Task statement – Your task is to reproduce the entries below word for word.

Material shown –
★ ★ ★ ★ ★

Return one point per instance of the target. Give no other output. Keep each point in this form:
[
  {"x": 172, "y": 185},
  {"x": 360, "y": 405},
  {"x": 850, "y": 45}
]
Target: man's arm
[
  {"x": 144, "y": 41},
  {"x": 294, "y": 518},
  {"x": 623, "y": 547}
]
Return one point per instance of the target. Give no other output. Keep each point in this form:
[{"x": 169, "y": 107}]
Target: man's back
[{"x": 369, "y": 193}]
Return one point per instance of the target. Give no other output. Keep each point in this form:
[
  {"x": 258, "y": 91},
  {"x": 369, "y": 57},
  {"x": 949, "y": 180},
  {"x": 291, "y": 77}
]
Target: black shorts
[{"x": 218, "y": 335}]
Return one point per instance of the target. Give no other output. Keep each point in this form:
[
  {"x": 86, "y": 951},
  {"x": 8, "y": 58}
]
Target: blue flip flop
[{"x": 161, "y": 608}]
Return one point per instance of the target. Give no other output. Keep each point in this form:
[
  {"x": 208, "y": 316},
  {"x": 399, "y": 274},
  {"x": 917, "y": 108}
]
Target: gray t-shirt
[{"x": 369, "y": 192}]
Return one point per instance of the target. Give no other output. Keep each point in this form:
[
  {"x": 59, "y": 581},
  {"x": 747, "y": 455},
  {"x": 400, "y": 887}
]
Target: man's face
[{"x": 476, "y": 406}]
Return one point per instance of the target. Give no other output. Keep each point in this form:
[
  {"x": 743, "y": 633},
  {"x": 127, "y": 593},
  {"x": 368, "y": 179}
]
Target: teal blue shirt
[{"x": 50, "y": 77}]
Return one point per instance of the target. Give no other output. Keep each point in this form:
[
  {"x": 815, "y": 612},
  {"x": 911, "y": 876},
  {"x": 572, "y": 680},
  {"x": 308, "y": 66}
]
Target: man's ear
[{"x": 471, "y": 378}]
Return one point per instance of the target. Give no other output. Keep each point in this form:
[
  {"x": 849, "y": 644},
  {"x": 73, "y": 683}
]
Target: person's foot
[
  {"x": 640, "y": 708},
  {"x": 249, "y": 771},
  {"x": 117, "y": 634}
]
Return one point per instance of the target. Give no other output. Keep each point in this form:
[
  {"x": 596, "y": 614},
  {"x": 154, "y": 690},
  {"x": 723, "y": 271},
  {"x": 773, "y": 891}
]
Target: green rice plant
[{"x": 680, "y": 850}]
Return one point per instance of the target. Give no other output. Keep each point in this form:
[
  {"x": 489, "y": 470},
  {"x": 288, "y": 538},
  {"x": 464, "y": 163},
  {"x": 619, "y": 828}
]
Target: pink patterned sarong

★ ★ ★ ★ ★

Problem solution –
Return one point per instance of the target. Give no other output. Keep each point in this form:
[
  {"x": 172, "y": 185},
  {"x": 360, "y": 405},
  {"x": 850, "y": 45}
]
Target: man's arm
[
  {"x": 144, "y": 41},
  {"x": 294, "y": 518},
  {"x": 623, "y": 547}
]
Return one point per instance of the target. Give no other output. Keep each point in this form:
[{"x": 169, "y": 107}]
Target: man's back
[{"x": 369, "y": 193}]
Return one point per instance of the target. Give no other output. Keep each point in this form:
[
  {"x": 258, "y": 91},
  {"x": 369, "y": 57},
  {"x": 949, "y": 180},
  {"x": 291, "y": 77}
]
Target: black shorts
[{"x": 218, "y": 335}]
Return one point per instance of the target. Give no other output. Keep each point in this form:
[
  {"x": 86, "y": 951},
  {"x": 8, "y": 58}
]
Target: blue flip flop
[{"x": 161, "y": 608}]
Return one point per instance of the target. Give no other output. Keep each point in this form:
[
  {"x": 208, "y": 316},
  {"x": 399, "y": 274},
  {"x": 917, "y": 108}
]
Target: gray t-shirt
[{"x": 369, "y": 192}]
Return one point per instance of the target. Give no other output. Keep each point in this form:
[
  {"x": 59, "y": 581},
  {"x": 747, "y": 455},
  {"x": 400, "y": 887}
]
Target: man's face
[{"x": 476, "y": 406}]
Return one point per instance of the target. Give no other output. Keep each point in this form:
[
  {"x": 743, "y": 633},
  {"x": 127, "y": 593},
  {"x": 368, "y": 179}
]
Target: teal blue shirt
[{"x": 50, "y": 77}]
Return one point per instance of the target. Give no other output. Keep each point in this form:
[
  {"x": 815, "y": 612},
  {"x": 911, "y": 876},
  {"x": 572, "y": 680},
  {"x": 308, "y": 66}
]
Target: man's ear
[{"x": 471, "y": 378}]
Return one point per instance of the target. Give no other output. Keep each point in this form:
[
  {"x": 849, "y": 644},
  {"x": 73, "y": 683}
]
Target: person's foot
[
  {"x": 640, "y": 708},
  {"x": 249, "y": 771},
  {"x": 117, "y": 634}
]
Return one point per instance of the target. Give no other output. Keep each point in this form:
[
  {"x": 596, "y": 614},
  {"x": 154, "y": 690},
  {"x": 723, "y": 271},
  {"x": 773, "y": 891}
]
Target: green rice plant
[{"x": 680, "y": 850}]
Return one point per instance of the target. Give no other output. Keep each point in this form:
[
  {"x": 489, "y": 470},
  {"x": 288, "y": 538},
  {"x": 464, "y": 163},
  {"x": 619, "y": 828}
]
Target: pink patterned sarong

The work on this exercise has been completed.